Please list every kind of token that the HtmlTokenizer class documentation below says the tokenizer produces.

**TEXT PROVIDED**.
** Start **
Class HtmlTokenizer


  • public class HtmlTokenizer
    extends java.lang.Object
    Main HTML tokenizer.

    It's task is to parse HTML and produce list of valid tokens: open tag tokens, end tag tokens, contents (text) and comments. As soon as new item is added to token list, cleaner is invoked to clean current list at the end.

    Created by: Vladimir Nikic.
    Date: November, 2006
    • Field Detail

      • _reader

        private java.io.BufferedReader _reader
      • _working

        private char[] _working
      • _pos

        private transient int _pos
      • _len

        private transient int _len
      • _row

        private transient int _row
      • _col

        private transient int _col
      • _saved

        private transient java.lang.StringBuffer _saved
      • _isLateForDoctype

        private transient boolean _isLateForDoctype
      • _currentTagToken

        private transient TagToken _currentTagToken
      • _tokenList

        private transient java.util.List<BaseToken> _tokenList
      • _namespacePrefixes

        private transient java.util.Set<java.lang.String> _namespacePrefixes
      • _asExpected

        private boolean _asExpected
      • _isSpecialContext

        private boolean _isSpecialContext
      • _isSpecialContextName

        private java.lang.String _isSpecialContextName
    • Constructor Detail

      • HtmlTokenizer

        public HtmlTokenizer​(HtmlCleaner cleaner,
                             java.io.Reader reader,
                             CleanTimeValues cleanTimeValues)
        Constructor - creates instance of the parser with specified content.
        Parameters:
        cleaner -
        reader -
    • Method Detail

      • addToken

        private void addToken​(BaseToken token)
      • readIfNeeded

        private void readIfNeeded​(int neededChars)
                           throws java.io.IOException
        Throws:
        java.io.IOException
      • getTokenList

        java.util.List<BaseToken> getTokenList()
      • getNamespacePrefixes

        java.util.Set<java.lang.String> getNamespacePrefixes()
      • go

        private void go()
                 throws java.io.IOException
        Throws:
        java.io.IOException
      • go

        private void go​(int step)
                 throws java.io.IOException
        Throws:
        java.io.IOException
      • startsWith

        private boolean startsWith​(java.lang.String value)
                            throws java.io.IOException
        Checks if content starts with specified value at the current position.
        Parameters:
        value -
        Returns:
        true if starts with specified value, false otherwise.
        Throws:
        java.io.IOException
      • isWhitespace

        private boolean isWhitespace​(int position)
        Checks if character at specified position is whitespace.
** End **
**SUPPLIED MATERIAL**.
** Start **
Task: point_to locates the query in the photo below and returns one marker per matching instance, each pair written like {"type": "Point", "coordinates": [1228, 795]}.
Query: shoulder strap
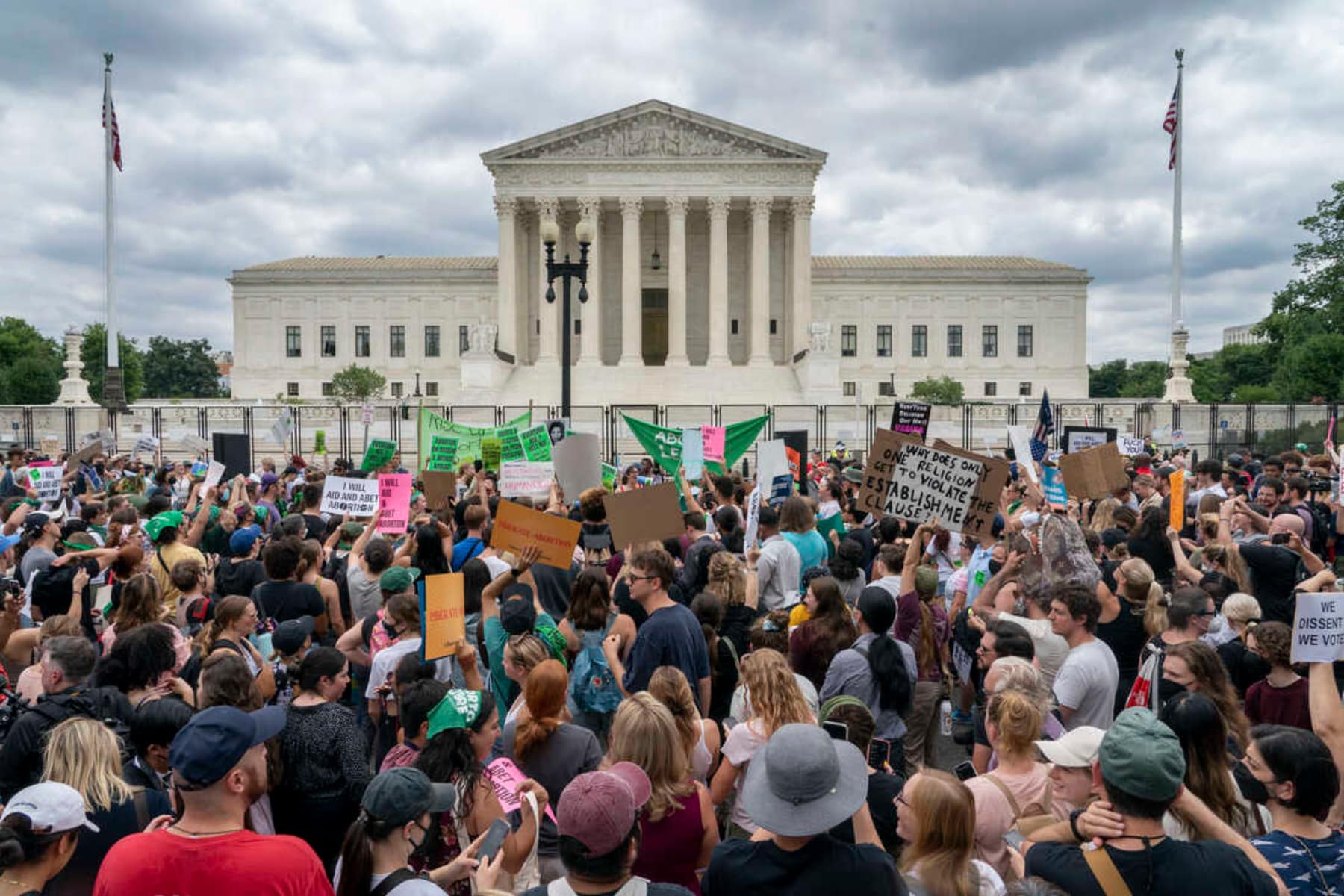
** End **
**SOLVED PROBLEM**.
- open tag tokens
- end tag tokens
- contents (text)
- comments